* WHAT YOU NEED TO DO:
Copy every line of the data below word for word, changing nothing.

- - - -

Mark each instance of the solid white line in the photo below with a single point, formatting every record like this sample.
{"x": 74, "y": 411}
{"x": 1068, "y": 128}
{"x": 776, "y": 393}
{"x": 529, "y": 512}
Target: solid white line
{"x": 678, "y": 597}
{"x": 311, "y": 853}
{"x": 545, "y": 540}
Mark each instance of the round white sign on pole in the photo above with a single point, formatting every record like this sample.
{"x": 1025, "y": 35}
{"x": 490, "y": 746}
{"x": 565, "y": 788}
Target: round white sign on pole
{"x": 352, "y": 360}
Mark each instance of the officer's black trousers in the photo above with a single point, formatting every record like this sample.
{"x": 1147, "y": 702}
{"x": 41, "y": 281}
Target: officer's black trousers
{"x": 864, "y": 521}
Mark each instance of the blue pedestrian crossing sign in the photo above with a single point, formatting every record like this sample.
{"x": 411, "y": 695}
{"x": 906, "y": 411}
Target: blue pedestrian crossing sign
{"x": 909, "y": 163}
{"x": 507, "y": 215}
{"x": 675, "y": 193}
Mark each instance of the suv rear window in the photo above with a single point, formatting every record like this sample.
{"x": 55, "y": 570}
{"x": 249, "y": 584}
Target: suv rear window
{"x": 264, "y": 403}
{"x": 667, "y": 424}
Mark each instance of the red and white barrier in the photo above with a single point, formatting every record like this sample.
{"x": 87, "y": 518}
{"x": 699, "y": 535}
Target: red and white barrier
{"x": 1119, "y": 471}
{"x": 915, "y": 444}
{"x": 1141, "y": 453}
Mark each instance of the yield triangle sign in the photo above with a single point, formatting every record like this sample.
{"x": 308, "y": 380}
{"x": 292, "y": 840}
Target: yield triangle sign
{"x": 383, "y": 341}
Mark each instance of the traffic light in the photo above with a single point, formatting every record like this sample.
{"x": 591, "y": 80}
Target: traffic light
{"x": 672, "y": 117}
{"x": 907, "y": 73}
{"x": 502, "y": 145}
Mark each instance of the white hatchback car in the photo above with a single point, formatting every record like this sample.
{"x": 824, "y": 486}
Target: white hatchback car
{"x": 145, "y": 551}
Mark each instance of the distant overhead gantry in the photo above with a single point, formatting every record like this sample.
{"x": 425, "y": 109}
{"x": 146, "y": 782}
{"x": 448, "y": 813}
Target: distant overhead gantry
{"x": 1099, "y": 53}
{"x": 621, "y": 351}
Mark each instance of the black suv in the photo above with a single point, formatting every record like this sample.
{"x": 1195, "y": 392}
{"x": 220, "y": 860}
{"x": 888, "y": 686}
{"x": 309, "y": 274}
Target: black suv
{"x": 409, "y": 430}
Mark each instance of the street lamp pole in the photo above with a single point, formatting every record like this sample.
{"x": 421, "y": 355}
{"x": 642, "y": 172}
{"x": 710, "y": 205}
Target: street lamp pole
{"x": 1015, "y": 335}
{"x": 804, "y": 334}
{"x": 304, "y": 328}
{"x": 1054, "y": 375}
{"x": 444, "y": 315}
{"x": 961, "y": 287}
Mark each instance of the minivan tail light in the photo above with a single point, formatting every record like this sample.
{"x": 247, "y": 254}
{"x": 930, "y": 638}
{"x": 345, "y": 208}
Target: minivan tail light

- - - -

* RESPONSE:
Mark each instance of the solid white line in the photo below with a single point, formatting every record like this sample.
{"x": 74, "y": 411}
{"x": 1068, "y": 128}
{"x": 776, "y": 393}
{"x": 529, "y": 512}
Target: solid white line
{"x": 678, "y": 597}
{"x": 311, "y": 853}
{"x": 545, "y": 540}
Mark each instance of the round white sign on pole in the photo above with a single point, formatting every record like this sample.
{"x": 1025, "y": 35}
{"x": 490, "y": 746}
{"x": 565, "y": 788}
Target: round white sign on pole
{"x": 352, "y": 360}
Mark each instance of the officer's black trousers in the photo above with a single point, formatting every record like this sample.
{"x": 1147, "y": 702}
{"x": 41, "y": 281}
Target: officer's black trousers
{"x": 864, "y": 521}
Mark each instance of the blue pedestrian crossing sign in the photo above with a single point, formatting every record like this sample.
{"x": 411, "y": 695}
{"x": 906, "y": 411}
Target: blue pedestrian crossing sign
{"x": 909, "y": 163}
{"x": 507, "y": 215}
{"x": 675, "y": 193}
Mark each instance of the suv rear window in the photo above with a single point, formatting every record like this sample.
{"x": 55, "y": 570}
{"x": 249, "y": 584}
Target: suv rear window
{"x": 264, "y": 403}
{"x": 667, "y": 424}
Mark each instance of the red and white barrier in the photo above with a single point, formatting every record like this sample.
{"x": 87, "y": 518}
{"x": 699, "y": 535}
Target: red and white barrier
{"x": 1119, "y": 471}
{"x": 915, "y": 444}
{"x": 1141, "y": 453}
Mark each instance of the yield triangle sign in the photo above with a single point, formatting every record like this sample.
{"x": 308, "y": 380}
{"x": 292, "y": 840}
Target: yield triangle sign
{"x": 383, "y": 341}
Mark each instance of the traffic light in the photo above with a single point, formatting every record like this sample.
{"x": 591, "y": 80}
Target: traffic light
{"x": 672, "y": 117}
{"x": 907, "y": 73}
{"x": 502, "y": 145}
Mark each instance of the white hatchback car in the photo above with a single point, formatting every record like this sample.
{"x": 824, "y": 486}
Target: white hatchback car
{"x": 145, "y": 551}
Mark each instance of the distant overhead gantry in the photo above with a single point, formatting every record like this sample.
{"x": 425, "y": 109}
{"x": 146, "y": 782}
{"x": 448, "y": 813}
Target: distant overhead gantry
{"x": 1099, "y": 53}
{"x": 621, "y": 351}
Mark each instance of the black suv in the photo above with a single point, formatting every record like this sample.
{"x": 1195, "y": 392}
{"x": 220, "y": 860}
{"x": 888, "y": 686}
{"x": 309, "y": 274}
Target: black suv
{"x": 409, "y": 430}
Mark each instance of the street lamp pole in the photo above with a single point, formatting every record like this sample.
{"x": 421, "y": 355}
{"x": 642, "y": 172}
{"x": 710, "y": 205}
Target: street lamp pole
{"x": 1015, "y": 335}
{"x": 804, "y": 334}
{"x": 304, "y": 328}
{"x": 1054, "y": 375}
{"x": 444, "y": 315}
{"x": 961, "y": 287}
Mark each instance of the minivan tail light in the photo above with a single point, formatting every record like this sample.
{"x": 247, "y": 254}
{"x": 930, "y": 638}
{"x": 345, "y": 208}
Target: minivan tail light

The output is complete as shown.